Location identification items

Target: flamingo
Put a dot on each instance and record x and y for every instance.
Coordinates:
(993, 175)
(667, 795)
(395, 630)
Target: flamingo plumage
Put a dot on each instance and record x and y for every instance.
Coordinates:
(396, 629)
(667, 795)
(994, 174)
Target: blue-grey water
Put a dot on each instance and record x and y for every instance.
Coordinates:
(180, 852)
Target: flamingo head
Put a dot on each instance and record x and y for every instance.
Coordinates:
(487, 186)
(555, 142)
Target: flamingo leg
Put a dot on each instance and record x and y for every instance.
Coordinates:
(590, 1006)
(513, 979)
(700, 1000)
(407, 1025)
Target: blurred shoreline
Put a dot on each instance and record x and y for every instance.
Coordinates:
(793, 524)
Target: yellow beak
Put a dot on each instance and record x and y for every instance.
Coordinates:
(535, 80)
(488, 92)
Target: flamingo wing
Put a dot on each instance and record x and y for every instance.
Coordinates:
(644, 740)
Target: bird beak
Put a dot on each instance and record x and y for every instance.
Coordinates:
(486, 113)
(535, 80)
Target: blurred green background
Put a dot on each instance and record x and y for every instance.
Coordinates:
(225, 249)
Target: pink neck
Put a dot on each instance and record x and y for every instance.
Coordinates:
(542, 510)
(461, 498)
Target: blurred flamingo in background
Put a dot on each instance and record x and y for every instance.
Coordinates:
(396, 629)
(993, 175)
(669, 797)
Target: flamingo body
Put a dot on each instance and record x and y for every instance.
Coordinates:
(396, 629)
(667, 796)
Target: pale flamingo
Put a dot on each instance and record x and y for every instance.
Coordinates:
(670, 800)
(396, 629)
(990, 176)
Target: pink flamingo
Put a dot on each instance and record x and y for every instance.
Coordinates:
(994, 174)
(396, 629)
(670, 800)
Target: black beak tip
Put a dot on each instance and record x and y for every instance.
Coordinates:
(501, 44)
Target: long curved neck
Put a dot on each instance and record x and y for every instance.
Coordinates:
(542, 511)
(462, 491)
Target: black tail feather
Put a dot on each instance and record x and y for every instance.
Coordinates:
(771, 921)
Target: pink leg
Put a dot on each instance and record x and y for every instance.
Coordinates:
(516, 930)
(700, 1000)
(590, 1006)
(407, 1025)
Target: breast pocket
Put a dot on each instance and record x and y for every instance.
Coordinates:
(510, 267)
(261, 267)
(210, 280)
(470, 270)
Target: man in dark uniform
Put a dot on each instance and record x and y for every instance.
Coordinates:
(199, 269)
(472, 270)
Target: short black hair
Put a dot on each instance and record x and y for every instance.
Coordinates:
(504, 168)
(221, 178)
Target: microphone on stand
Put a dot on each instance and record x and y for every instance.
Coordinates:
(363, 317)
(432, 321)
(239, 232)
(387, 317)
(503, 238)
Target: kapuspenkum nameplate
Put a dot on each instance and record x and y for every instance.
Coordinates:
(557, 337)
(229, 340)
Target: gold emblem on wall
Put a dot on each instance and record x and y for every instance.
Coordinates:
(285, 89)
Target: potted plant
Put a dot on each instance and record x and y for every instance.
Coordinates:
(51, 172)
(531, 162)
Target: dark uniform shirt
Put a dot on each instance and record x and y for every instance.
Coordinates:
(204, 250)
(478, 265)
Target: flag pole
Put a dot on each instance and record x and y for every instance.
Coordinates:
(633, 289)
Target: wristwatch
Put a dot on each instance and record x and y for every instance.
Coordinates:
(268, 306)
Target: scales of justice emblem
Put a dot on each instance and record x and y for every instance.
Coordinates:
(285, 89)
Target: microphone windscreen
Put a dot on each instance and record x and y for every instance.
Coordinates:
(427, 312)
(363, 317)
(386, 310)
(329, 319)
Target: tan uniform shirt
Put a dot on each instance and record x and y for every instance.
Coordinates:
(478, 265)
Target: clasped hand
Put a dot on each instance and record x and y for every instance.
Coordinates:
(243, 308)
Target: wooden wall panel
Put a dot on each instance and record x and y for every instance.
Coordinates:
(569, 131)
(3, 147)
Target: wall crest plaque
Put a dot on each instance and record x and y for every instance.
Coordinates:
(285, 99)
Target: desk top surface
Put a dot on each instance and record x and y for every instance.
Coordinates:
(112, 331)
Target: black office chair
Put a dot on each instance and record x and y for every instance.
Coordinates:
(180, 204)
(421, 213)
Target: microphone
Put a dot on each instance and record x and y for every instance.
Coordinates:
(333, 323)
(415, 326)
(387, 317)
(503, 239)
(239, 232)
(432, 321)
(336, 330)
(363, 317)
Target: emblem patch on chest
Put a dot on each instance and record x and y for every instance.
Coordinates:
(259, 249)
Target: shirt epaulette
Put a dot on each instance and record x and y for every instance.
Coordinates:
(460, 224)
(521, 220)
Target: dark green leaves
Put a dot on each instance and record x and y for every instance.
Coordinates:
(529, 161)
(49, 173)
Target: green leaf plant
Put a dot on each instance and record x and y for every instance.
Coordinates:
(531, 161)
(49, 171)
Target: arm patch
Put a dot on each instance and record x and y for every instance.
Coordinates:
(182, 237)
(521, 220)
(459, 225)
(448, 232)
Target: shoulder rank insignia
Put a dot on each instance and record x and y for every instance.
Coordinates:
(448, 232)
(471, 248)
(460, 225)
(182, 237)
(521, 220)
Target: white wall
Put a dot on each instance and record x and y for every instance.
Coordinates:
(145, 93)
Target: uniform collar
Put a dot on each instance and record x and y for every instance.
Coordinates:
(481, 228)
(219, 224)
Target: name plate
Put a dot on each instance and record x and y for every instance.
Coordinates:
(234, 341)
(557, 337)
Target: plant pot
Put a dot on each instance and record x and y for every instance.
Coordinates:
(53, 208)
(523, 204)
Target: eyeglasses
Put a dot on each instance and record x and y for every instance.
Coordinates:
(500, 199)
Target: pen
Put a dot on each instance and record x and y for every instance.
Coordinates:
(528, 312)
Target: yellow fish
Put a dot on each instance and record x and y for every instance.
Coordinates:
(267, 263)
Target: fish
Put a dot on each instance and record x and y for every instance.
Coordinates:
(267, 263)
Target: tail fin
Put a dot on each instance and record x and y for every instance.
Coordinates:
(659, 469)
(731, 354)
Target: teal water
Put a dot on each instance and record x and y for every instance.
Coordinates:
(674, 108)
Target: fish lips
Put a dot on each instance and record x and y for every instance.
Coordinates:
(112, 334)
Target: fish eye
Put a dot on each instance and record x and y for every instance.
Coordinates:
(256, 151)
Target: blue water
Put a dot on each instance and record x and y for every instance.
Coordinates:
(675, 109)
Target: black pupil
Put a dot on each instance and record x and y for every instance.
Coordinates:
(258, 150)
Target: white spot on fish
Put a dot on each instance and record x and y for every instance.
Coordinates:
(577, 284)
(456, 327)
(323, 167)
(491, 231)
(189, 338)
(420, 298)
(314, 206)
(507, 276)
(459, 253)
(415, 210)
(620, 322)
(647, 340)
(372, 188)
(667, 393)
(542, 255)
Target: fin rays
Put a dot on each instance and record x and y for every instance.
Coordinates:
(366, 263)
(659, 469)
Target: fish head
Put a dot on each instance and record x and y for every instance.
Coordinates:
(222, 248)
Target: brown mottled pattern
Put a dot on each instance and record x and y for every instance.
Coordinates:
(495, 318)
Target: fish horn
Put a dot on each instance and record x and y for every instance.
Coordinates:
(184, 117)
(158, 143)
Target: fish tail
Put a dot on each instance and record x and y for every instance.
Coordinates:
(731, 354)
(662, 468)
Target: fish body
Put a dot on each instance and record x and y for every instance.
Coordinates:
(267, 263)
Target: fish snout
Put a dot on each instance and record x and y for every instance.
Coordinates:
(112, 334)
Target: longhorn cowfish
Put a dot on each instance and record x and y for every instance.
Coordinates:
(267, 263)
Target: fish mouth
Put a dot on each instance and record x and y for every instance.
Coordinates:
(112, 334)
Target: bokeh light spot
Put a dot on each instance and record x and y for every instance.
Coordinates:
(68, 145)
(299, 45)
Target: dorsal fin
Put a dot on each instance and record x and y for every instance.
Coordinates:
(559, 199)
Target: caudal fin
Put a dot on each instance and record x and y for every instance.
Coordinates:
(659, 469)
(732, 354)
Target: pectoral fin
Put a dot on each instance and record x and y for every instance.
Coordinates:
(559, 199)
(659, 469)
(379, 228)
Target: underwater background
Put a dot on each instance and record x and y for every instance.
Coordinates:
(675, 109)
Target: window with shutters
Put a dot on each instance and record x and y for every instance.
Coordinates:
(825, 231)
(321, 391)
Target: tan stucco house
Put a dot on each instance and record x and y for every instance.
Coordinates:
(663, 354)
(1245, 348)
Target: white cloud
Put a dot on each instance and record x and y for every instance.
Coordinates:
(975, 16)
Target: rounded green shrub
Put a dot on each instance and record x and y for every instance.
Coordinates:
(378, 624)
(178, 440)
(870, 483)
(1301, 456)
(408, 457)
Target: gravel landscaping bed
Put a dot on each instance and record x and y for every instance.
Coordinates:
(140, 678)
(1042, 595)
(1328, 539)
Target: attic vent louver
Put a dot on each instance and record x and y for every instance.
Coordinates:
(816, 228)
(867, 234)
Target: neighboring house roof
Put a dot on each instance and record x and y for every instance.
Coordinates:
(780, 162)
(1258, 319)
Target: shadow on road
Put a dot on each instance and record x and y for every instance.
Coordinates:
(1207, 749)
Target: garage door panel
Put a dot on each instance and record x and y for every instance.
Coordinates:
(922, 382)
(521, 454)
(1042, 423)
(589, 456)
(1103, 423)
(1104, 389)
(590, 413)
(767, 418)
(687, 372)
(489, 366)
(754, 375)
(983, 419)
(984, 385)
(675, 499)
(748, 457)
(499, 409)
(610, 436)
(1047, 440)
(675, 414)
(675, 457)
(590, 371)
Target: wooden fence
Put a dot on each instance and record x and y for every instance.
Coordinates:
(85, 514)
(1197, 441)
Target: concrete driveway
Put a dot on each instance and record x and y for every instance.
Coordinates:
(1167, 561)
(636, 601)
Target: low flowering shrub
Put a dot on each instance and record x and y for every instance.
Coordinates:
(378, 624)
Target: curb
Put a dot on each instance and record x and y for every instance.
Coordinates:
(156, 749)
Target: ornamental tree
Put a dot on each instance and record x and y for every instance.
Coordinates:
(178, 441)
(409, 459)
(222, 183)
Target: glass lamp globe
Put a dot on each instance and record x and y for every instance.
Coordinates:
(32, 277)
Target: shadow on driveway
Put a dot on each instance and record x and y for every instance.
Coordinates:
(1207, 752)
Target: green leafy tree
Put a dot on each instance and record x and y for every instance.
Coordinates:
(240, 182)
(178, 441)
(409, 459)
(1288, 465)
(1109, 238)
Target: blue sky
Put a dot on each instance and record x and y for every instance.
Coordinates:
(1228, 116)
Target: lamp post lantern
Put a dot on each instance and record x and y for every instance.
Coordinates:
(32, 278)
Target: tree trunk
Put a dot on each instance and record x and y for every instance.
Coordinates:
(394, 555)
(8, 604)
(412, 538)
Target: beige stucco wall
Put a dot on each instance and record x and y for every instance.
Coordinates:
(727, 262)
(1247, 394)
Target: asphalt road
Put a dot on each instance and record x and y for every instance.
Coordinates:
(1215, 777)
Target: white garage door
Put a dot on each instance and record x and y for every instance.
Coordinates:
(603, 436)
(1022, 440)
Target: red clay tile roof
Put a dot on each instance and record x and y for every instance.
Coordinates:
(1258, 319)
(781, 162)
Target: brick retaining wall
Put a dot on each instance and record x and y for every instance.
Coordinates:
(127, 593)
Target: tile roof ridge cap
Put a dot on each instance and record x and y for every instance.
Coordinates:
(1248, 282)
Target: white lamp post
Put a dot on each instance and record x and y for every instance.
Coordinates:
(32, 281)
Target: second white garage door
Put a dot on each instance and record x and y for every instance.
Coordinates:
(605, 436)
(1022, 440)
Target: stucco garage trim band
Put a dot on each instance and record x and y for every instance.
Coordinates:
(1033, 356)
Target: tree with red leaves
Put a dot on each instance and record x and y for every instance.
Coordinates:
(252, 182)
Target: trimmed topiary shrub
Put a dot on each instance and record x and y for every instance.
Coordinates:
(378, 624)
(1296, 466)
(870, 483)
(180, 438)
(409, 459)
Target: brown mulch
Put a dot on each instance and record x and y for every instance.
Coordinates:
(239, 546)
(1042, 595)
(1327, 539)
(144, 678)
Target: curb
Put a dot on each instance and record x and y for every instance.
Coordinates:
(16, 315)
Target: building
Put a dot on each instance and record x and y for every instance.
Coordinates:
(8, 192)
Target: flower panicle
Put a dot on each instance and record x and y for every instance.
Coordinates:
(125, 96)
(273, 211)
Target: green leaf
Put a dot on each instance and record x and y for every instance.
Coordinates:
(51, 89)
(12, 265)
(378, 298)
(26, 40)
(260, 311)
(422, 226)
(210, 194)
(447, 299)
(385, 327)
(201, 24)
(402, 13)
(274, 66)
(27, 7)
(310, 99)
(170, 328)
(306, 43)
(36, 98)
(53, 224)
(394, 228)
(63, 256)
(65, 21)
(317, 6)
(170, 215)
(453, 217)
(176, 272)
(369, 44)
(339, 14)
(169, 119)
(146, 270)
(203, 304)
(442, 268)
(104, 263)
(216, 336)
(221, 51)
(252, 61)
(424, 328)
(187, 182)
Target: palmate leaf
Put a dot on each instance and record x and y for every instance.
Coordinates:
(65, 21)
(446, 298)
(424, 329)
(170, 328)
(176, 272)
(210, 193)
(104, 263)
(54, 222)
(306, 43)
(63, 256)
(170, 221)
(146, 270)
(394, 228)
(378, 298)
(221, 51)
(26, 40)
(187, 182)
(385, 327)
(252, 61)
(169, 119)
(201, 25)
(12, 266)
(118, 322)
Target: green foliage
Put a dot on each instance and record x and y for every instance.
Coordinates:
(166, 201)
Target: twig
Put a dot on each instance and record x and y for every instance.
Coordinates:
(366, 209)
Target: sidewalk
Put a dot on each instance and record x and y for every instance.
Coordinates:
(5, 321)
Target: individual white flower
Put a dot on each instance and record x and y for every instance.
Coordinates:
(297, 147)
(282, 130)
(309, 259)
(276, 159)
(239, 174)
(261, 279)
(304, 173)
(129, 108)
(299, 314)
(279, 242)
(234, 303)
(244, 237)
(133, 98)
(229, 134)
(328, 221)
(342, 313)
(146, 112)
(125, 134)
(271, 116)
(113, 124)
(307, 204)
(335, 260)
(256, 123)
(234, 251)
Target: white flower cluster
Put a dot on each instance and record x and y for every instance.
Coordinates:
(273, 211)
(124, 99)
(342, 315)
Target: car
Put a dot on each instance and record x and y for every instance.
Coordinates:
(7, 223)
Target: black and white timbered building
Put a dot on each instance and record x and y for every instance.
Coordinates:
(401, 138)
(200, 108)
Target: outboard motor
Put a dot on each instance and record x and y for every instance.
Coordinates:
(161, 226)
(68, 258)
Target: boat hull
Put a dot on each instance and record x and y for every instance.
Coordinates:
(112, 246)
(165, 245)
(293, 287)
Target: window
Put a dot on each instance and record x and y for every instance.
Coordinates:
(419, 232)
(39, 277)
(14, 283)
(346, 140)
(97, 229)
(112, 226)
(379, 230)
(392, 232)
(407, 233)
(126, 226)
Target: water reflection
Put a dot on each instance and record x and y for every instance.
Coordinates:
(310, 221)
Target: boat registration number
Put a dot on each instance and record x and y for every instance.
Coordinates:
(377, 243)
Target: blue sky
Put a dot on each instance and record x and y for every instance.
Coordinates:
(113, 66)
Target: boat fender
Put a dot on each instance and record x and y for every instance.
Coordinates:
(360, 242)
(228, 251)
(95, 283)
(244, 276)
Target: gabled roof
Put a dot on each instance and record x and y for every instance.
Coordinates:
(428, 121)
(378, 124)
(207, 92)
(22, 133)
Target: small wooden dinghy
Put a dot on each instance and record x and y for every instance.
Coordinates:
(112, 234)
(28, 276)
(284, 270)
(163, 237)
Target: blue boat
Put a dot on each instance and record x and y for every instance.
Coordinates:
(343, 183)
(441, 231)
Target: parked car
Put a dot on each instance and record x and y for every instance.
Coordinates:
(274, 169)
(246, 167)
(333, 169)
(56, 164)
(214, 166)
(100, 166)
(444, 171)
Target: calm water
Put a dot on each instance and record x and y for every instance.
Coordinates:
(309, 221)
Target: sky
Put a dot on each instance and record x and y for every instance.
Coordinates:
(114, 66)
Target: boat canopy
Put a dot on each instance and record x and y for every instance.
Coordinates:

**What is expected:** Reproduce the lines from the one containing "Target: gabled roof" to the end of the entries, keeping both ends and adding nothing.

**Worked solution:**
Target: gabled roof
Put a dot on each instance and record x and y for every instance.
Coordinates:
(428, 121)
(378, 124)
(207, 92)
(22, 133)
Target: small wooden dinghy
Put a dot on each instance and record x and y for every instance.
Coordinates:
(112, 234)
(28, 276)
(284, 270)
(163, 237)
Target: blue boat
Put a dot on each instance and record x and y for every instance.
Coordinates:
(343, 183)
(441, 231)
Target: parked car
Put a dot on each instance and record x and y for every instance.
Coordinates:
(274, 169)
(246, 167)
(333, 169)
(56, 164)
(214, 166)
(100, 166)
(444, 171)
Target: calm water
Put a dot on each instance and record x and y for every instance.
Coordinates:
(309, 221)
Target: sky
Put a dot on each instance and record x and y for every instance.
Coordinates:
(114, 66)
Target: boat canopy
Put a dot on each instance and record x and y for every instance.
Coordinates:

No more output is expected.